Problem statement ::
Copy the listing from its start through the line containing "point(261, 86)", swapping "eyebrow" for "mustache" and leaving everything else unchanged.
#### Given records
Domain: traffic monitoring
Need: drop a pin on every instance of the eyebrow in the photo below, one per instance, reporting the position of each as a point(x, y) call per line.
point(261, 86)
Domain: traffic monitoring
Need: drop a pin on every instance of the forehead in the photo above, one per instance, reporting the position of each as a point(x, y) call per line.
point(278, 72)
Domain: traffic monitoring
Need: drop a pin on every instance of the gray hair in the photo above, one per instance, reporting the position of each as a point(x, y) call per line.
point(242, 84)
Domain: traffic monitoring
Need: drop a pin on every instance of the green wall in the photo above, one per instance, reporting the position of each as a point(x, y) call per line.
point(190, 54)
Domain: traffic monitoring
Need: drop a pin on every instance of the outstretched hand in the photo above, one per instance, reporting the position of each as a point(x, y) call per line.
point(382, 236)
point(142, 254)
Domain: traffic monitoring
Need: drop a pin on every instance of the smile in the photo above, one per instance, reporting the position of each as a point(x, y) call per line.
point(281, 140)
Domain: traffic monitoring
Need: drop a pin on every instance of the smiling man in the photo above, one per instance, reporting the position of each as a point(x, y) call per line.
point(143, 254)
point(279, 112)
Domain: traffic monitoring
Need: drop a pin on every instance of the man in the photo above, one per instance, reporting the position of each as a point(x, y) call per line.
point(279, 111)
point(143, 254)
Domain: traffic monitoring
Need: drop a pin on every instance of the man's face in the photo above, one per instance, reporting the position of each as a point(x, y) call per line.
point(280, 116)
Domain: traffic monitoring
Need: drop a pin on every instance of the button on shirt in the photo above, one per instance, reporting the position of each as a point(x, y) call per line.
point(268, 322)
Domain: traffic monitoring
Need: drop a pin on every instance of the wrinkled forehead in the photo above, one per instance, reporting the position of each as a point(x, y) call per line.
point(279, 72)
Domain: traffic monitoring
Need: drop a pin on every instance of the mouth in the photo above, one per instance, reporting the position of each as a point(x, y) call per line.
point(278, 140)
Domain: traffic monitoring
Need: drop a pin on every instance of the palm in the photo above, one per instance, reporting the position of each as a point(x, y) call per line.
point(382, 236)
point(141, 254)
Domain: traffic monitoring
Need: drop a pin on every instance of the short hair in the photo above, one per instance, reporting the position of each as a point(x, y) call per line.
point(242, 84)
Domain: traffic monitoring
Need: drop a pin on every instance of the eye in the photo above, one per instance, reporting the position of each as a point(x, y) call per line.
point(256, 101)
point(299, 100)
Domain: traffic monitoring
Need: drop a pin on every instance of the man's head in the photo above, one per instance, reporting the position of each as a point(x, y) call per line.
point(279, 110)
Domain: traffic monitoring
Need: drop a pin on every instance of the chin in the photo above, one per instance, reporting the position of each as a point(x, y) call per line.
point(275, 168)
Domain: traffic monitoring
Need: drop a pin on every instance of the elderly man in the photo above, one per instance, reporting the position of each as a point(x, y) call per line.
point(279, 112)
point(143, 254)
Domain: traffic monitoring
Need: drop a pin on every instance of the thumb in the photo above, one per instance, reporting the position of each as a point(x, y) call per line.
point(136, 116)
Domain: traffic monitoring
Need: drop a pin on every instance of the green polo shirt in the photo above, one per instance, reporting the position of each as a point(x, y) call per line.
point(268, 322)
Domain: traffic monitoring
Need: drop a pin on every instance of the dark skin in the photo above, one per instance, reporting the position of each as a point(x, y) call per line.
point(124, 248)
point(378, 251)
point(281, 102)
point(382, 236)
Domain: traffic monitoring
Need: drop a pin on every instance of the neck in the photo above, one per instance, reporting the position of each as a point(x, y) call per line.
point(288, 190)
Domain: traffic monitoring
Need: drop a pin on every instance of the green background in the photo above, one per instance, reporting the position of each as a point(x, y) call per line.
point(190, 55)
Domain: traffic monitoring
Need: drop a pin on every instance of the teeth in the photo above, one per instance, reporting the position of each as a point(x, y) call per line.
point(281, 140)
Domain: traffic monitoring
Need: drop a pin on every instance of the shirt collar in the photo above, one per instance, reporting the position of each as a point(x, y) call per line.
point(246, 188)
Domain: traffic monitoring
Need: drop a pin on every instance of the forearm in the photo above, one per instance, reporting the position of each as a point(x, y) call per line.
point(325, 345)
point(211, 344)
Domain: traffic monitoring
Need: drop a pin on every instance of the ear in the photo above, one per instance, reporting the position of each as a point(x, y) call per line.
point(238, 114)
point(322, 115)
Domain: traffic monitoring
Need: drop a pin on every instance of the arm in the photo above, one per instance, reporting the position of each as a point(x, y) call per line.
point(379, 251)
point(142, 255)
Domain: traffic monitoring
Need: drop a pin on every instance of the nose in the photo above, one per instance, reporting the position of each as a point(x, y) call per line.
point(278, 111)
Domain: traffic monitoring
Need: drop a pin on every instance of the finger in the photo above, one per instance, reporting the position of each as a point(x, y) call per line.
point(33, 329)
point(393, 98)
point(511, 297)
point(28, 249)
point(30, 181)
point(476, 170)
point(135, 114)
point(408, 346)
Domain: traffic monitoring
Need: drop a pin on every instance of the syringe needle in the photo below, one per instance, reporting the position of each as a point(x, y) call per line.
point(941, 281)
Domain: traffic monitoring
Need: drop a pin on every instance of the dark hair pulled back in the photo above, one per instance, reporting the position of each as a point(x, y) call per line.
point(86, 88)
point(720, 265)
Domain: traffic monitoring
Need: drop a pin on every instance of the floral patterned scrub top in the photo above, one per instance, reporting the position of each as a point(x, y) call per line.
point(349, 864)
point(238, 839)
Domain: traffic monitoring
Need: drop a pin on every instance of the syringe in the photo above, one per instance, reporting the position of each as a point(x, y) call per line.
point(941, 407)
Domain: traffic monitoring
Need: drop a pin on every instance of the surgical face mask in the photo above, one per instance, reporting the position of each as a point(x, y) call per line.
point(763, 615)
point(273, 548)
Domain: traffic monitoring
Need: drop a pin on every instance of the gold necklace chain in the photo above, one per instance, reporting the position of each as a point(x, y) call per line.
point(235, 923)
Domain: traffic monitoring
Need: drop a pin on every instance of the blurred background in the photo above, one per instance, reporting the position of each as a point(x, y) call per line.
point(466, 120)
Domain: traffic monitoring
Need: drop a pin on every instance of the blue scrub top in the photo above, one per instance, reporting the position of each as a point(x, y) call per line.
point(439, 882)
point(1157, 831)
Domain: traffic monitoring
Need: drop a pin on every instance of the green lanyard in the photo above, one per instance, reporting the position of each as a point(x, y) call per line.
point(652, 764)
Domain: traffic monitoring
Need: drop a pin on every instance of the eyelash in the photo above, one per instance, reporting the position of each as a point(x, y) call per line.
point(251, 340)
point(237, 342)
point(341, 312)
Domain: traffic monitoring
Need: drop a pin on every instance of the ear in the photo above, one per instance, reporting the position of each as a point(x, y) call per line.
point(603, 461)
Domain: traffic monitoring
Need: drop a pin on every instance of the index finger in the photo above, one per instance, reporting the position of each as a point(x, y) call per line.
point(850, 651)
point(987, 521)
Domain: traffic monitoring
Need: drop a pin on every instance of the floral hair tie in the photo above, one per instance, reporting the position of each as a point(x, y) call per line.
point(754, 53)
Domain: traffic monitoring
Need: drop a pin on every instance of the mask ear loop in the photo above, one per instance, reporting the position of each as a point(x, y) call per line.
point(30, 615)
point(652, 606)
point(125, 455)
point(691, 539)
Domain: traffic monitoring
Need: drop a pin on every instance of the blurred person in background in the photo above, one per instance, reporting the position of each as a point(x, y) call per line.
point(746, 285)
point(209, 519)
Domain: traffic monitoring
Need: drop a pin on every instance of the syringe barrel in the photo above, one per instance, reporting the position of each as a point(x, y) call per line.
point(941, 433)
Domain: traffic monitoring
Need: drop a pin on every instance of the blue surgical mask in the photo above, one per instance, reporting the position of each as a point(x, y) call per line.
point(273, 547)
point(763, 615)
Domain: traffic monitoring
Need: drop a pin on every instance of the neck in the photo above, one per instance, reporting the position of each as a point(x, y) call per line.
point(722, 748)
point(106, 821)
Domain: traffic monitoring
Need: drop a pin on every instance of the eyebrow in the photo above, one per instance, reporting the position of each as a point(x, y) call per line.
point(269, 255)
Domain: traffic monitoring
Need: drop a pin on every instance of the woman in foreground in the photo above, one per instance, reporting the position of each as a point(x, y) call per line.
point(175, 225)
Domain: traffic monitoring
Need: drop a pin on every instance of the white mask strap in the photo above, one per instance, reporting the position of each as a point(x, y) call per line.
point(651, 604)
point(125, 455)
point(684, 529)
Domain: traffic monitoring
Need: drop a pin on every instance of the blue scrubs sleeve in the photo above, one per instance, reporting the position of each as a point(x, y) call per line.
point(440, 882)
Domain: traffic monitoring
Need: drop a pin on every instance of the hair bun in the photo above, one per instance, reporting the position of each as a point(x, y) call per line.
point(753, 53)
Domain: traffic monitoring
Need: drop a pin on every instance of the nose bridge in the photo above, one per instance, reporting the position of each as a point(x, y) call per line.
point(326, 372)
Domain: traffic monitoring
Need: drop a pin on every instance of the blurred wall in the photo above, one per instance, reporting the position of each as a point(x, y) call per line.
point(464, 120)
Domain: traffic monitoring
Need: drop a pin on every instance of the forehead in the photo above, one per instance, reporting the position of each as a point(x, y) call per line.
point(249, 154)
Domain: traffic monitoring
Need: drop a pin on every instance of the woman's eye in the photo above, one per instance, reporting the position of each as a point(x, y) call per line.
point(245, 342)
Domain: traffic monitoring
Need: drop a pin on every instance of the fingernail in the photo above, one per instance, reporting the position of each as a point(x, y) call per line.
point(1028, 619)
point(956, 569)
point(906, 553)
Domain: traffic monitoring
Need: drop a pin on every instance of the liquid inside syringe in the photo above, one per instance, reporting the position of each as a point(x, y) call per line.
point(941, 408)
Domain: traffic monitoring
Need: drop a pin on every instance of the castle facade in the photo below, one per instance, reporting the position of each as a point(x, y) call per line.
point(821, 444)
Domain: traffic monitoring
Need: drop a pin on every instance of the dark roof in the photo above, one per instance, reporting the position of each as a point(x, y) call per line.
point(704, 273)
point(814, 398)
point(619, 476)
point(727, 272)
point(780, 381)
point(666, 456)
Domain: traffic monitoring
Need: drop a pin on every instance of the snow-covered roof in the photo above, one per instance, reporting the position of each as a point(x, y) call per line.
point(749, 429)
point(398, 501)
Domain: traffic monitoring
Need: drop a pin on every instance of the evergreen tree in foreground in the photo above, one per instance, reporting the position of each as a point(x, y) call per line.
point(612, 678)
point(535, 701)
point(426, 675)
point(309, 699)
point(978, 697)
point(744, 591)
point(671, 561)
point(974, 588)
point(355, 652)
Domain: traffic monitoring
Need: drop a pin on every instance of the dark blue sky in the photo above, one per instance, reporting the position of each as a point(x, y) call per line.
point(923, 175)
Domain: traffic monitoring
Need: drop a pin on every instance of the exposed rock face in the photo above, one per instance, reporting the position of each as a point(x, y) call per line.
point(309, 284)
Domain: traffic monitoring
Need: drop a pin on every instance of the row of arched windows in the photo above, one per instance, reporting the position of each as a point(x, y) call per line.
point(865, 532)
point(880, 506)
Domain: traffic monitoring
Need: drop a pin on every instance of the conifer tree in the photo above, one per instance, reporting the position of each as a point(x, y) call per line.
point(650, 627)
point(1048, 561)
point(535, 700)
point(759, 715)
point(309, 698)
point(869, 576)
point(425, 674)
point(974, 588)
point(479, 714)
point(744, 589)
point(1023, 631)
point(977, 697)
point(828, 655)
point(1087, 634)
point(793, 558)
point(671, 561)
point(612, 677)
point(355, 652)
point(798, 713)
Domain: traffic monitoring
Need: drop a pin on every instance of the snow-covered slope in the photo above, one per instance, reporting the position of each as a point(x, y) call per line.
########
Response to this task ::
Domain: traffic monitoring
Need: drop a pin on every instance of the mustache in the photo below, one per instance, reporting the position of each as a point(x, y) call per line.
point(261, 86)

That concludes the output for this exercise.